Run in Google Colab  View source on GitHub


In this guide we will demonstrate how to use DLlib keras style api and DLlib NNClassifier for classification.

Step 0: Prepare Environment

We recommend using conda to prepare the environment. Please refer to the install guide for more details.

conda create -n my_env python=3.7 # "my_env" is conda environment name, you can use any name you like.
conda activate my_env
pip install bigdl-dllib

Step 1: Data loading and processing using Spark DataFrame

df = spark.read.csv(path, sep=',', inferSchema=True).toDF("num_times_pregrant", "plasma_glucose", "blood_pressure", "skin_fold_thickness", "2-hour_insulin", "body_mass_index", "diabetes_pedigree_function", "age", "class")

We process the data using Spark API and split the data into train and test set.

vecAssembler = VectorAssembler(outputCol="features")
vecAssembler.setInputCols(["num_times_pregrant", "plasma_glucose", "blood_pressure", "skin_fold_thickness", "2-hour_insulin", "body_mass_index", "diabetes_pedigree_function", "age"])
train_df = vecAssembler.transform(df)

changedTypedf = train_df.withColumn("label", train_df["class"].cast(DoubleType())+lit(1))\
    .select("features", "label")
(trainingDF, validationDF) = changedTypedf.randomSplit([0.9, 0.1])

Step 3: Define classification model using DLlib keras style api

x1 = Input(shape=(8,))
dense1 = Dense(12, activation='relu')(x1)
dense2 = Dense(8, activation='relu')(dense1)
dense3 = Dense(2)(dense2)
model = Model(x1, dense3)

Step 4: Create NNClassifier and Fit NNClassifier

classifier = NNClassifier(model, CrossEntropyCriterion(), [8]) \
    .setOptimMethod(Adam()) \
    .setBatchSize(32) \
    .setMaxEpoch(150)

nnModel = classifier.fit(trainingDF)

Step 5: Evaluate the trained model

predictionDF = nnModel.transform(validationDF).cache()
predictionDF.sample(False, 0.1).show()


evaluator = MulticlassClassificationEvaluator(
    labelCol="label", predictionCol="prediction", metricName="accuracy")
accuracy = evaluator.evaluate(predictionDF)
━━━
### TASKS TO COMPLETE
A. In the DLlib classification guide, condense the paragraph beginning "We recommend using conda" into a single shorter sentence.
B. Express the records from the line containing "Q: In the image above, where is the windshield" down through the line containing "83;31;104;35", both included, as a JSON list of strings with one string per line and blank lines omitted.
The DLlib classification guide and the records do not depend on each other.

[Rows of box annotation data]
━━━
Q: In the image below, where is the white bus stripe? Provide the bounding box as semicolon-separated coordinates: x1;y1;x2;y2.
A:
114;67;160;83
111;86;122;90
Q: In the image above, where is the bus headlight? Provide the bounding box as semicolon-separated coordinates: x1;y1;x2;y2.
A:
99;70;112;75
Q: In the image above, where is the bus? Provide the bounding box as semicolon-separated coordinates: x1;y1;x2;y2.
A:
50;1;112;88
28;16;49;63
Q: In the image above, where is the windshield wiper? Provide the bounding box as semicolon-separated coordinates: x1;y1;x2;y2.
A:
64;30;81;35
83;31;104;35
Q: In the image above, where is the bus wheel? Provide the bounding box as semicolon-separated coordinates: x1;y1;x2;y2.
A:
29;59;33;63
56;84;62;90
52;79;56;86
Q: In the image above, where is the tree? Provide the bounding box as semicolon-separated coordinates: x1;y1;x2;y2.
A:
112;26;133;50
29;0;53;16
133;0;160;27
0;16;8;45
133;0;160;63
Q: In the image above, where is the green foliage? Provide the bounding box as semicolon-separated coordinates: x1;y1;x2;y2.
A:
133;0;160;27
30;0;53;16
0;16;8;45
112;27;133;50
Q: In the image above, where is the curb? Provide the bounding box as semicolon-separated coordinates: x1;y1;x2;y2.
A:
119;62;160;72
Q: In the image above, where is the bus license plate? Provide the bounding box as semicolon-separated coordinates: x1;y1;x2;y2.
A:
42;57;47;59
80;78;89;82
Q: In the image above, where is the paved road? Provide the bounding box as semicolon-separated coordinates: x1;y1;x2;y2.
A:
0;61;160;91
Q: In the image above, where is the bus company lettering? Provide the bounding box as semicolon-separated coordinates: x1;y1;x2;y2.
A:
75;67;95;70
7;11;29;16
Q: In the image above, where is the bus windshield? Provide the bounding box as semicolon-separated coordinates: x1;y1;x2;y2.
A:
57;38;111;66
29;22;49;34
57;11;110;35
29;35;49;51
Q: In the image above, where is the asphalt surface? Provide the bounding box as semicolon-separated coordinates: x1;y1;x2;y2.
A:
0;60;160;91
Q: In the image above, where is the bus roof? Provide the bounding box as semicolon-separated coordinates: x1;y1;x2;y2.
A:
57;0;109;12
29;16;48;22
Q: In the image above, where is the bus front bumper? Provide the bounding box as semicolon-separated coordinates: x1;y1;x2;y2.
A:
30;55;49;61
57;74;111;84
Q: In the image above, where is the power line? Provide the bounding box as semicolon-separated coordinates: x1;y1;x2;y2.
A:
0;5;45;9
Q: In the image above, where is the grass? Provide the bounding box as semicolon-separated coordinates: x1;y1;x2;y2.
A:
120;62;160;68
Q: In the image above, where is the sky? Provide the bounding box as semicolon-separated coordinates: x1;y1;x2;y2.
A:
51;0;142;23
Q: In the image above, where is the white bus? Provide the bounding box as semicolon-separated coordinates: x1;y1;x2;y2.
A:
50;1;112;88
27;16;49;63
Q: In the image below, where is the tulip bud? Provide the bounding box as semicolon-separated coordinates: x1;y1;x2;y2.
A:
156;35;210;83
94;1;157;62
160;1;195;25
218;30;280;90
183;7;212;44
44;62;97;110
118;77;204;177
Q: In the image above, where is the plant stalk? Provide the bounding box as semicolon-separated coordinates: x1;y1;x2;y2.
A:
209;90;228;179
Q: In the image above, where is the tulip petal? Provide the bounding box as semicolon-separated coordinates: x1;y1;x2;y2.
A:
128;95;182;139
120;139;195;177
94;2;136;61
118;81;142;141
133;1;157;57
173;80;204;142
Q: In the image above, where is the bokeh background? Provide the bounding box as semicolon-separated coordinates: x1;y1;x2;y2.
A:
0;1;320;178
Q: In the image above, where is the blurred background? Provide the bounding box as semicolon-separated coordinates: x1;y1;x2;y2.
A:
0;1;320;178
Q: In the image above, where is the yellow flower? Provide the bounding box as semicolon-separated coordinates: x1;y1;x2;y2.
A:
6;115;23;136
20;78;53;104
━━━
### ANSWERS TO THE EXERCISES
A. Set up the environment with conda, and see the install guide for details.

B.
[
  "Q: In the image above, where is the windshield wiper? Provide the bounding box as semicolon-separated coordinates: x1;y1;x2;y2.",
  "A:",
  "64;30;81;35",
  "83;31;104;35"
]